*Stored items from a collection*
.....

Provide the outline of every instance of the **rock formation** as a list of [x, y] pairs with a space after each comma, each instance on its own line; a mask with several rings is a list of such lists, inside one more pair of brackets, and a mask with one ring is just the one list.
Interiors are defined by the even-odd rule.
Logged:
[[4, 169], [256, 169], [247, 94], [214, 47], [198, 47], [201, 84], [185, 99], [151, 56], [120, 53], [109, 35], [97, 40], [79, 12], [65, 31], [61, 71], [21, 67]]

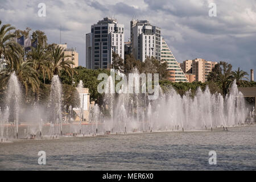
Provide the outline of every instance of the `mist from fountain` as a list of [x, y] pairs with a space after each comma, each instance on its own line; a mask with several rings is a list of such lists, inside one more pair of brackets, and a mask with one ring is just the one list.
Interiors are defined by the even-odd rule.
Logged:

.....

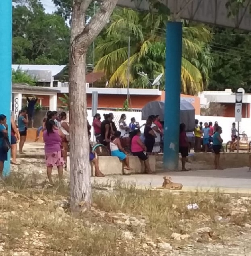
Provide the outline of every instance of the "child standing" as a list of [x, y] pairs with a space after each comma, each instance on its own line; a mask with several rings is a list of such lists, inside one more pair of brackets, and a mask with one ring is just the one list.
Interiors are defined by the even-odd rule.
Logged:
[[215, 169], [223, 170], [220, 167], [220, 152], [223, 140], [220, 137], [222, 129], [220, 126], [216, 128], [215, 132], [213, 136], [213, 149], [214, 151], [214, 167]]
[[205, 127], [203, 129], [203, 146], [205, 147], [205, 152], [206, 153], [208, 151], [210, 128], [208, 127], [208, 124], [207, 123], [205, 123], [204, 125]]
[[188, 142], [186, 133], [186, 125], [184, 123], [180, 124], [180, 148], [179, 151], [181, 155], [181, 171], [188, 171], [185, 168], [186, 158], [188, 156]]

.....

*Given exercise*
Can you rewrite the stretch from the line containing "Provide the outline of every instance of the **rock" through the line containing "71], [21, 67]]", substituting "nonzero winding rule" for "even-odd rule" and keeping everything else the same?

*Task result*
Provide the outline of every instance of the **rock formation** as a list of [x, y] pairs with a space after each comma, each instance on its own line; a mask with several rings is a list of such lists, inside one more pair of brackets, and a mask with one ring is just the one list.
Interiors are defined by the nonzero winding rule.
Logged:
[[4, 169], [256, 169], [247, 94], [214, 47], [198, 47], [201, 84], [185, 99], [151, 56], [120, 53], [109, 35], [97, 40], [79, 12], [65, 31], [61, 71], [21, 67]]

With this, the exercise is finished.